### Task inputs

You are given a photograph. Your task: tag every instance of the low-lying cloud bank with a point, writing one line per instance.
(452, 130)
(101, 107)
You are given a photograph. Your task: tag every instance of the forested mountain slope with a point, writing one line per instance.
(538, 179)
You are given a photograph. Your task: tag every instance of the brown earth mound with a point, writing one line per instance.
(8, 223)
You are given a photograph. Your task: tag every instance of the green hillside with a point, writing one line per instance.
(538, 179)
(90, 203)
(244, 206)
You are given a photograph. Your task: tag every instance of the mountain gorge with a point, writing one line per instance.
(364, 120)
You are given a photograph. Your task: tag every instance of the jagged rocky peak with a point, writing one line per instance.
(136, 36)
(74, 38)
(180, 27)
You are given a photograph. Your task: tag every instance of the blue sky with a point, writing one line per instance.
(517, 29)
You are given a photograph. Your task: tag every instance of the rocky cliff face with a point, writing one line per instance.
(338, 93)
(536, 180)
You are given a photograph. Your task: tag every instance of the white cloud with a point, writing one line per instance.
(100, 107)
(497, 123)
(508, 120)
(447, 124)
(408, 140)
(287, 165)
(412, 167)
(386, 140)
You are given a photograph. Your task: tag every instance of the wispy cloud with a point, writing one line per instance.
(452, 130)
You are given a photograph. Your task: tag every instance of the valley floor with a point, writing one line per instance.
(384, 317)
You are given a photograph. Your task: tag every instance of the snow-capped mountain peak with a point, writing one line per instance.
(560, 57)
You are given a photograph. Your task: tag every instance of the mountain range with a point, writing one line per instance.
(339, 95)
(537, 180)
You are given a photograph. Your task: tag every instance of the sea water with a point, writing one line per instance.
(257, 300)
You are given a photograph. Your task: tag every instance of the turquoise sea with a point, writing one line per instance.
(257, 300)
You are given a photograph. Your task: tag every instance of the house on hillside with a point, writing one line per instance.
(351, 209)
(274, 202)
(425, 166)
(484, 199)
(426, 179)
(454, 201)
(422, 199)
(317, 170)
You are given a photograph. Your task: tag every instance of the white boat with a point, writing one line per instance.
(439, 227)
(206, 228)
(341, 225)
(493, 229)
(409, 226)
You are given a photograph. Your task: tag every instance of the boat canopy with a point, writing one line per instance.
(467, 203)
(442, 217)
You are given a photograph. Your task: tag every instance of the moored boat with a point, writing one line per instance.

######

**Short exercise**
Rewrite the whole listing above with "tag" switched to "mark" everywhere, leaving everything else as it is.

**Written answer**
You are given a photograph. Your task: mark every instance of the low-lying cloud bank with a point, writing one line per instance.
(452, 130)
(101, 107)
You are given a photograph. Your task: mark every instance of the forested mountain slope with a point, writing one line per instance.
(538, 179)
You are given a photograph. Your task: mark every instance of the brown earth mound with a point, writing one line per instance.
(8, 223)
You are given a photograph. Your task: mark every instance of the green hillside with a point, writing one line per instance.
(538, 179)
(90, 203)
(244, 206)
You are given a photograph. Your task: mark every instance of the mountain gorge with a point, writing one line per instance.
(364, 120)
You are given a photograph. Your task: mark every instance of the jagged rocky peak with a point, writing one line per instance.
(136, 36)
(74, 38)
(180, 27)
You are given a photograph. Your task: mark every instance of the blue sky with a point, writing one line per instance.
(517, 29)
You are given a photograph. Your task: mark every instance of the rocky cliff face with a point, writing one line per instance.
(338, 93)
(536, 180)
You are given a photograph. Your task: mark every instance of the white cloud with a point, writing one line per instance.
(100, 107)
(497, 123)
(508, 120)
(447, 124)
(408, 140)
(287, 165)
(412, 167)
(386, 140)
You are given a photograph. Your task: mark every instance of the wispy cloud with a point, writing one line per instance.
(452, 130)
You are given a photograph. Your task: mark every instance of the valley floor with a point, writing one line per instance.
(384, 317)
You are given a photograph. Your task: mark every instance of the snow-capped mountain peak with a point, writing one line per instance.
(560, 57)
You are given a photograph. Your task: mark every instance of the mountain range with a point, writing one line per instance.
(339, 95)
(537, 180)
You are given a photograph. Your task: mark every instance of the sea water with a point, writing one line per instance.
(257, 300)
You are given a photograph. Your task: mark every instance of the turquoise sea with a point, writing one line per instance.
(257, 300)
You are given a photograph. Your task: mark every instance of the house on hillside with a point, writing one line per instance.
(351, 209)
(274, 202)
(425, 166)
(484, 199)
(426, 179)
(454, 201)
(422, 199)
(317, 170)
You are given a photograph. Your task: mark every instance of the white boat with a point, writing one line per instance.
(439, 227)
(206, 228)
(341, 225)
(493, 229)
(409, 226)
You are given a photograph. Your task: mark every instance of the boat canopy with a point, writing one line per instance.
(467, 203)
(442, 217)
You are given a photograph. Your task: mark every instance of the moored boat with a point, writing one line per instance.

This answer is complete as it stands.